## Required work
Render everything from the start of the material down to and including the line containing "Give the mask of every instance of the magenta" as a numbered list, omitting blank lines.

[Excerpts from segmentation records]

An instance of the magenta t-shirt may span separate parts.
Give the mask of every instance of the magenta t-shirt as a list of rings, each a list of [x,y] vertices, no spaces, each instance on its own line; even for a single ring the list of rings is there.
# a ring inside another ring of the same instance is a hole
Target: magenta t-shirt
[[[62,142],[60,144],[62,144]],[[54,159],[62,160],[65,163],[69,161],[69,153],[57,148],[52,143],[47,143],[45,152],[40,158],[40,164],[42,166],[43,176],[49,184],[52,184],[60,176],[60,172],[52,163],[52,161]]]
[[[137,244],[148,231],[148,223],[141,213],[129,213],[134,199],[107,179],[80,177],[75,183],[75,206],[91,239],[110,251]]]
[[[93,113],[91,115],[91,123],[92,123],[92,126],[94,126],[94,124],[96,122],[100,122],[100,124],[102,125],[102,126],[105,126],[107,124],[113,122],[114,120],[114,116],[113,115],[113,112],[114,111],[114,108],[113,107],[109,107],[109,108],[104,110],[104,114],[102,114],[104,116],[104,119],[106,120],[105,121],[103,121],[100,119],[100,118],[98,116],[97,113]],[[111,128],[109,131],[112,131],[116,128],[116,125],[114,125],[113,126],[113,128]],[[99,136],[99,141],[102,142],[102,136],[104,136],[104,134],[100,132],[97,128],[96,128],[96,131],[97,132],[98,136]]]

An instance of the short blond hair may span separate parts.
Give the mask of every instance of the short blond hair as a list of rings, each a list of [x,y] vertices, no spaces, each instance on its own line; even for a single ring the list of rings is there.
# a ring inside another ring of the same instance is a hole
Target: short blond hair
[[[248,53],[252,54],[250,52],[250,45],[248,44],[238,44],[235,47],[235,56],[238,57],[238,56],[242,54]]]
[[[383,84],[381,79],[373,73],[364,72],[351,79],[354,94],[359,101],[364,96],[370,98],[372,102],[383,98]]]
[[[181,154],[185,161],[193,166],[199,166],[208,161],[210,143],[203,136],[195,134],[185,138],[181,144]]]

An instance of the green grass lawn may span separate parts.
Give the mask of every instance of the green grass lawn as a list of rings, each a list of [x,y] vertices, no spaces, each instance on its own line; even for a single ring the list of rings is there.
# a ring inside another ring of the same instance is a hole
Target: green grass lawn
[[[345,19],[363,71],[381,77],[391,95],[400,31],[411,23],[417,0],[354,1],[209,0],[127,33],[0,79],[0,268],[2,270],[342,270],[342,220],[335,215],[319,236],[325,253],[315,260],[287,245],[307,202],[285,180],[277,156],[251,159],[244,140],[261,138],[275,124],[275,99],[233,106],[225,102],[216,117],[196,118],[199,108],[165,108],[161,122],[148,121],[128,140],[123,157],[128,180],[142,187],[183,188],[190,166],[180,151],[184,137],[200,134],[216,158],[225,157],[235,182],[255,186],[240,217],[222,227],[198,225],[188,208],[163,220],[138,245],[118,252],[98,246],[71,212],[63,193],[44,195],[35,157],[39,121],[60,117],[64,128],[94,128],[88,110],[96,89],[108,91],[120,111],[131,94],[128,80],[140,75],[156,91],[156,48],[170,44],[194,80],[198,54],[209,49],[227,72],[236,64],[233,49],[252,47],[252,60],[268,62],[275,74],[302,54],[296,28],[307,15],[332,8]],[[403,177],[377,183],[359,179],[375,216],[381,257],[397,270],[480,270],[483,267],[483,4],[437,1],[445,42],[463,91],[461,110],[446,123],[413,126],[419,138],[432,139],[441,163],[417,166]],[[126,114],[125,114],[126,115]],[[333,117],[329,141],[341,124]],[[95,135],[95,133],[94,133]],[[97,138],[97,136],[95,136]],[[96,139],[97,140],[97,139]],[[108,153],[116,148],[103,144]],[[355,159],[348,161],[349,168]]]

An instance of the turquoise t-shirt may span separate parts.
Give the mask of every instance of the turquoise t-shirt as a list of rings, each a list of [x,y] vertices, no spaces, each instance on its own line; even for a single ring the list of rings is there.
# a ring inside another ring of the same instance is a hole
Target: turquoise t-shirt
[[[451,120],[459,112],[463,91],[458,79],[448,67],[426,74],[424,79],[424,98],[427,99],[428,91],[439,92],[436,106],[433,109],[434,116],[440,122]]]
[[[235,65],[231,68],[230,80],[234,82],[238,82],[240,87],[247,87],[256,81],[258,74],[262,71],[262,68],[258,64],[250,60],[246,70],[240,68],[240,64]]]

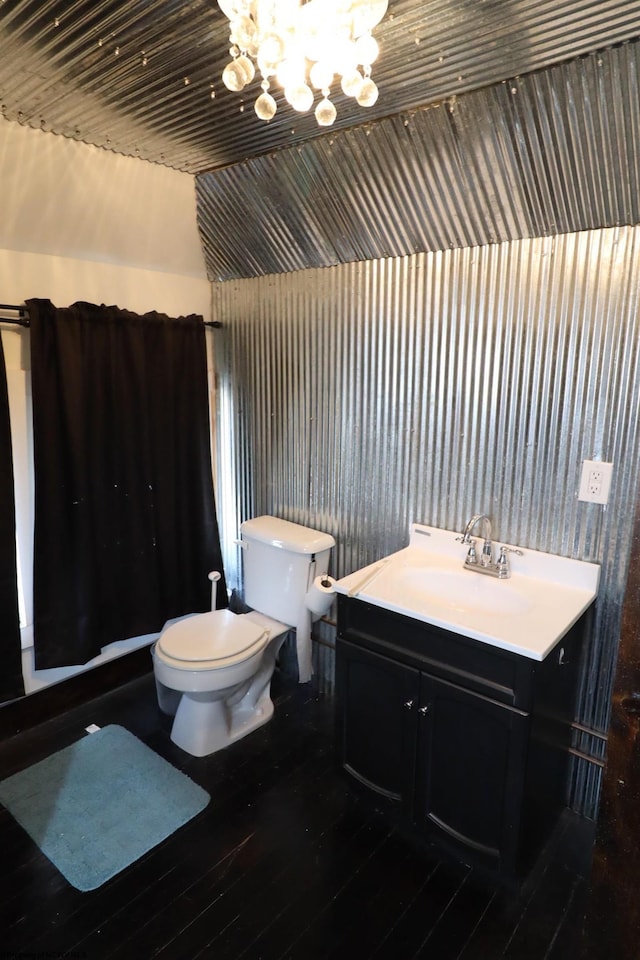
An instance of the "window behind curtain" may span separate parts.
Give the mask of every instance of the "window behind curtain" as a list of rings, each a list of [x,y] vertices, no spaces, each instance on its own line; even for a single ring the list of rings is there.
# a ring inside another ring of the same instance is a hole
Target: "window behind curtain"
[[[0,703],[24,694],[9,394],[0,338]]]
[[[28,307],[34,648],[47,669],[209,609],[222,562],[202,317]]]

## Expected answer
1. An instance of the magenta t-shirt may span separate parts.
2. Give the mask of every instance of the magenta t-shirt as a list of rings, each a list of [x,y] vertices, no spaces, each instance on its own line; even for a single ring the list of rings is there.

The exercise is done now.